**Exercise brief**
Pick out each line in the listing below that contains the string "oven" and copy it in full. The match is case-sensitive.

[Start Listing]

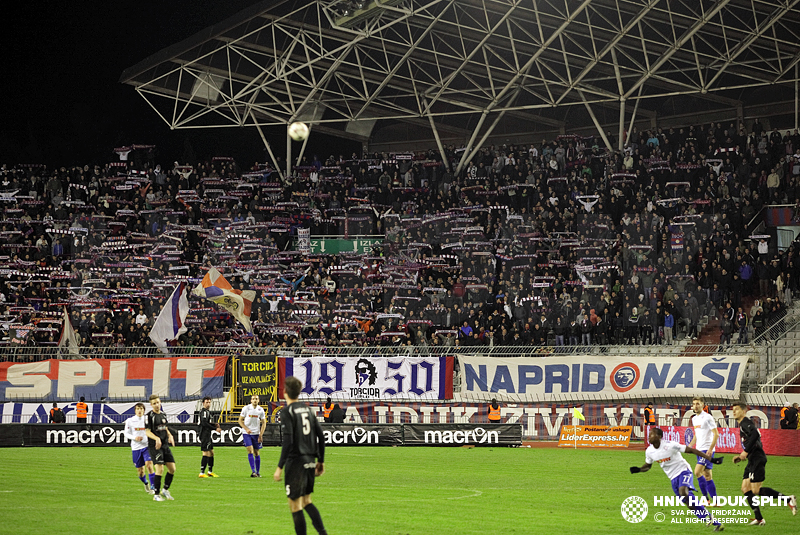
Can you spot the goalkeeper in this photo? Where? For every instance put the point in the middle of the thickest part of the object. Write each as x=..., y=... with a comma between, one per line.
x=668, y=455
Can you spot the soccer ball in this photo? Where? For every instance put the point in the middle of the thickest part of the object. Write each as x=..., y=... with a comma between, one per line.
x=298, y=131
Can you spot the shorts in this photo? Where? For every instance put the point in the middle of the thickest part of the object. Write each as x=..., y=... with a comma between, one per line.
x=706, y=464
x=162, y=455
x=299, y=477
x=205, y=442
x=684, y=479
x=755, y=470
x=140, y=457
x=251, y=441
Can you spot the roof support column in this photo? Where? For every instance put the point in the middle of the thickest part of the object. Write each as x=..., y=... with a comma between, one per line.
x=633, y=117
x=303, y=148
x=596, y=122
x=266, y=144
x=438, y=139
x=288, y=155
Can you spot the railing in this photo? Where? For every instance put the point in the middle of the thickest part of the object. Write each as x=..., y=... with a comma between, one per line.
x=29, y=354
x=780, y=327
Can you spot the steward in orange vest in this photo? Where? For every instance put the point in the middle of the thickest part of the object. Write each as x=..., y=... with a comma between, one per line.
x=327, y=408
x=649, y=414
x=494, y=412
x=81, y=410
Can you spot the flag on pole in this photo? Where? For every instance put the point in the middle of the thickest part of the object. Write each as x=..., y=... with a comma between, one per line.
x=171, y=322
x=68, y=343
x=215, y=288
x=576, y=413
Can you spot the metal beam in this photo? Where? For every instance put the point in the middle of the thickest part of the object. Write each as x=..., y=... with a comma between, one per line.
x=610, y=46
x=696, y=27
x=776, y=15
x=596, y=122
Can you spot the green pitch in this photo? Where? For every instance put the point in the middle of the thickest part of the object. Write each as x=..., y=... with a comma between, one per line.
x=366, y=491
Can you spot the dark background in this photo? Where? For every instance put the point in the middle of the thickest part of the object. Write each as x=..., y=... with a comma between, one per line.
x=62, y=103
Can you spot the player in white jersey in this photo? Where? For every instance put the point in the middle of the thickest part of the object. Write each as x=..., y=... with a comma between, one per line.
x=668, y=455
x=705, y=439
x=134, y=431
x=253, y=421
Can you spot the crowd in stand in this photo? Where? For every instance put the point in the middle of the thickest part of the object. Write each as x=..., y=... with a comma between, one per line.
x=561, y=242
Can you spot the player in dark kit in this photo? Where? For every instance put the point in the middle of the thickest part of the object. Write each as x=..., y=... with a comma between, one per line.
x=303, y=453
x=755, y=473
x=207, y=425
x=159, y=439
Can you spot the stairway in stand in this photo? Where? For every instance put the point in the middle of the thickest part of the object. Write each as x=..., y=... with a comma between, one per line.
x=709, y=335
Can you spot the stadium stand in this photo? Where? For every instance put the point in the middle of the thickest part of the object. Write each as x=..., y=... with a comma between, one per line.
x=551, y=244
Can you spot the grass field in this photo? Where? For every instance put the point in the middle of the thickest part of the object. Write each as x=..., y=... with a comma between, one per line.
x=390, y=491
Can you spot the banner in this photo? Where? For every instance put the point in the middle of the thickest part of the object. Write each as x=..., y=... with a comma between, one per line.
x=539, y=421
x=774, y=441
x=97, y=413
x=594, y=436
x=187, y=434
x=304, y=240
x=18, y=335
x=176, y=378
x=600, y=377
x=257, y=376
x=113, y=435
x=371, y=378
x=462, y=435
x=362, y=435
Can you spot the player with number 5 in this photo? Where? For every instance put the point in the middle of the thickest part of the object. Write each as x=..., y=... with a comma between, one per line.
x=303, y=454
x=668, y=455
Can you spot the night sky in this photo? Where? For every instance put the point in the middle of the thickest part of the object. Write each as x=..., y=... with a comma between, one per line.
x=62, y=103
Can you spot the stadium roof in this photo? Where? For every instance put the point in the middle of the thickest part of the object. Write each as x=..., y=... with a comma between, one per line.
x=475, y=71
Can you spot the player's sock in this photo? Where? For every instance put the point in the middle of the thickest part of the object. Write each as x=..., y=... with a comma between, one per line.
x=712, y=489
x=299, y=523
x=316, y=519
x=767, y=491
x=701, y=482
x=756, y=509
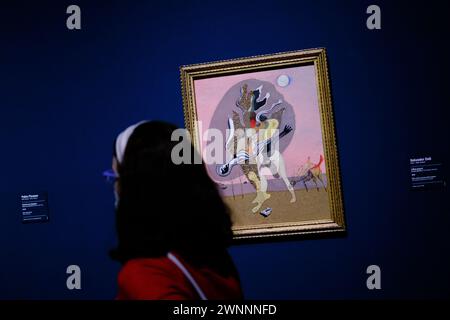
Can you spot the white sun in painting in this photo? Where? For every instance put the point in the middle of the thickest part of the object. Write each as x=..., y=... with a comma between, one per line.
x=283, y=80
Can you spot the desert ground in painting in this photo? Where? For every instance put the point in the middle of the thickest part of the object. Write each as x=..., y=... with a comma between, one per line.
x=310, y=205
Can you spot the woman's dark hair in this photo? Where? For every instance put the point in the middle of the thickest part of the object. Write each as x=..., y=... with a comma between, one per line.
x=164, y=206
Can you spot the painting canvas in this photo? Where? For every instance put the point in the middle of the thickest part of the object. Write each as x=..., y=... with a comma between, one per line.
x=278, y=172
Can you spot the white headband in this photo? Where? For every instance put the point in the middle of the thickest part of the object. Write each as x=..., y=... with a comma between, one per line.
x=122, y=140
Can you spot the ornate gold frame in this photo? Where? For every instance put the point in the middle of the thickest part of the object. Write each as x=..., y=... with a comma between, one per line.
x=317, y=57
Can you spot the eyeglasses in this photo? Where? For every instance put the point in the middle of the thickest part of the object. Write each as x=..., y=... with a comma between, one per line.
x=110, y=176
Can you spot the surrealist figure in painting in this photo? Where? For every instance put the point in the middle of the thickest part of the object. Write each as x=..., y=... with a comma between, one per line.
x=253, y=139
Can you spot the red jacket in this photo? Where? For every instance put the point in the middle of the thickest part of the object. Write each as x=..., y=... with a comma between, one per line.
x=160, y=279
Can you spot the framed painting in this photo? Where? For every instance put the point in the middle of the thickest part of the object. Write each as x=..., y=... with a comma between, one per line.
x=264, y=127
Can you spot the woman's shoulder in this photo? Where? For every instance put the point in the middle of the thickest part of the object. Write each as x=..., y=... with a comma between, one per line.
x=160, y=278
x=151, y=279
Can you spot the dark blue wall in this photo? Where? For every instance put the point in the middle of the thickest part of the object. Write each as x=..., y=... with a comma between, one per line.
x=64, y=95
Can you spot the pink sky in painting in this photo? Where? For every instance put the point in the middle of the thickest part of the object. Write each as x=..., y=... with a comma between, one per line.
x=301, y=93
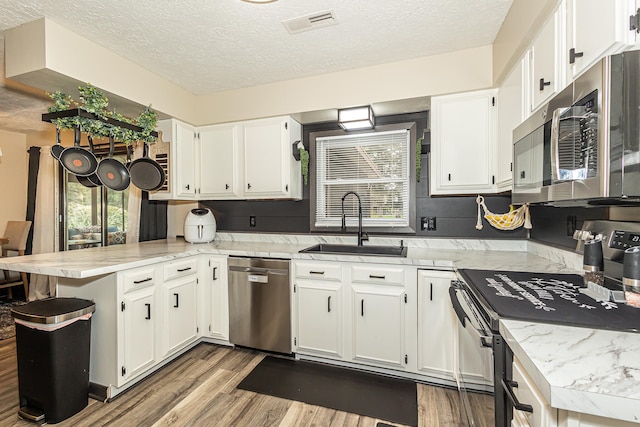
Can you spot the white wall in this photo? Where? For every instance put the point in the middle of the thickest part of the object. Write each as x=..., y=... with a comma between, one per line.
x=44, y=54
x=13, y=177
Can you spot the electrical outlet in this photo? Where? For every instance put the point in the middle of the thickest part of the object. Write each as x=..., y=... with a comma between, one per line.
x=571, y=224
x=428, y=223
x=431, y=223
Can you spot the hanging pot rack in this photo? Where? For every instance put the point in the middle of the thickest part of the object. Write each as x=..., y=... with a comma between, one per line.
x=78, y=112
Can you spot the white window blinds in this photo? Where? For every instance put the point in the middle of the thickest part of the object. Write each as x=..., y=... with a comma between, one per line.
x=374, y=165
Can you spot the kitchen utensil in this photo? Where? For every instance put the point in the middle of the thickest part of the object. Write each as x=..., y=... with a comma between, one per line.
x=57, y=149
x=92, y=180
x=113, y=174
x=77, y=160
x=631, y=276
x=146, y=173
x=593, y=262
x=199, y=226
x=128, y=164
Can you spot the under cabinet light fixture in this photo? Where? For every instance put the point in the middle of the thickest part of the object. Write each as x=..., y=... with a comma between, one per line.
x=356, y=118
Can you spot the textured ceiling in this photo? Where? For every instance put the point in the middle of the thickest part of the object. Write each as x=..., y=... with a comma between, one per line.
x=207, y=46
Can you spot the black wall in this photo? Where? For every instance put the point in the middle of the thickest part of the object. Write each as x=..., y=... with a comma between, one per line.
x=455, y=216
x=556, y=225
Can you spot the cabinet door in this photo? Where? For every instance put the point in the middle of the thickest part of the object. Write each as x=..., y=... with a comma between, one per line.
x=219, y=153
x=319, y=317
x=463, y=143
x=219, y=298
x=546, y=63
x=597, y=28
x=510, y=115
x=436, y=327
x=378, y=314
x=186, y=160
x=139, y=328
x=179, y=313
x=264, y=150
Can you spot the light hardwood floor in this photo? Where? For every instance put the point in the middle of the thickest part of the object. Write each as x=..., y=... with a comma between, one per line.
x=199, y=389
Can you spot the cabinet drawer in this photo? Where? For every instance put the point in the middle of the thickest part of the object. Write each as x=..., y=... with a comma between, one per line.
x=139, y=278
x=320, y=271
x=543, y=414
x=374, y=274
x=181, y=268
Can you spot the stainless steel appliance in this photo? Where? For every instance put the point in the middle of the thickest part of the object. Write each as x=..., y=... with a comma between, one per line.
x=583, y=147
x=259, y=304
x=482, y=297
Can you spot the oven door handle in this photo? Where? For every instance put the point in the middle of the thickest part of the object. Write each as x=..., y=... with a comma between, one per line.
x=456, y=305
x=486, y=341
x=508, y=386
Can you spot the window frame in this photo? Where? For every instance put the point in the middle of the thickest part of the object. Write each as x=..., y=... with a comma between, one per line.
x=410, y=229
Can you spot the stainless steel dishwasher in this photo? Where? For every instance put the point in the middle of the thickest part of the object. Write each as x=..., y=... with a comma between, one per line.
x=259, y=304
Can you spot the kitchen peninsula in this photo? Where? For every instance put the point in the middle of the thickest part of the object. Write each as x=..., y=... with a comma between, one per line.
x=122, y=274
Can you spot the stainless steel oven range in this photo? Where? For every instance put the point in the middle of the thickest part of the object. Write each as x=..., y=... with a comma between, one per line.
x=481, y=298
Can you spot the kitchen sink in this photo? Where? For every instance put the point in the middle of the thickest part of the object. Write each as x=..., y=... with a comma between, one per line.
x=325, y=248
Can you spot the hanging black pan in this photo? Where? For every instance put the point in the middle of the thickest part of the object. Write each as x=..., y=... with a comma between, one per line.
x=146, y=173
x=92, y=180
x=113, y=174
x=58, y=148
x=77, y=160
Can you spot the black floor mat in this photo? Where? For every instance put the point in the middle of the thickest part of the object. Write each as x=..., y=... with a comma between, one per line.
x=348, y=390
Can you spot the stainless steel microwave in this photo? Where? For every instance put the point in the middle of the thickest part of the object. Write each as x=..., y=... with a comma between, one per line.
x=583, y=147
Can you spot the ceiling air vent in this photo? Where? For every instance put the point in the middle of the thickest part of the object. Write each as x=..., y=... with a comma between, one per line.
x=310, y=22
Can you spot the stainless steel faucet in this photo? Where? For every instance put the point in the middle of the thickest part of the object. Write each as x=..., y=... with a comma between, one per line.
x=361, y=236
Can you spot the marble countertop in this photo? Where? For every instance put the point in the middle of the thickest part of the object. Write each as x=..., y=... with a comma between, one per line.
x=580, y=369
x=426, y=253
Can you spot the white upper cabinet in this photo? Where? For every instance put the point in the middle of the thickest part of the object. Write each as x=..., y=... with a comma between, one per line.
x=219, y=160
x=546, y=60
x=244, y=160
x=270, y=170
x=511, y=110
x=463, y=143
x=596, y=28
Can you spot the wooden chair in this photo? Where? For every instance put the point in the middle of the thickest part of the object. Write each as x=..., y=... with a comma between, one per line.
x=16, y=233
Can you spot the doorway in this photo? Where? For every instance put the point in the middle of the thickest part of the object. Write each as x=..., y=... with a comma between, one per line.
x=91, y=216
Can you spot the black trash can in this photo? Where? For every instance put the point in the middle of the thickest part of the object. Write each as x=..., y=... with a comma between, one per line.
x=53, y=339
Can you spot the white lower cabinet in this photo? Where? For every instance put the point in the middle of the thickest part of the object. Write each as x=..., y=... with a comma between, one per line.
x=179, y=315
x=320, y=321
x=543, y=415
x=436, y=324
x=318, y=297
x=139, y=320
x=144, y=317
x=355, y=312
x=213, y=298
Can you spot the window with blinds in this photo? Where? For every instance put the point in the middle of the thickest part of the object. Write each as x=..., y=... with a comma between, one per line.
x=374, y=165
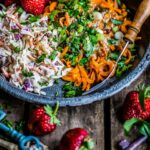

[End Listing]

**The output**
Can you spot the oven door handle in this photo? Where? For every instance put the point in the middle of the thickest part of the object. Write each as x=..., y=... with a comma between, one per line.
Can you spot the stainless steel oven range in this photo? Where? For every instance put the point in the middle of the thickest part of the object. Write each as x=..., y=... with a comma between, one per line.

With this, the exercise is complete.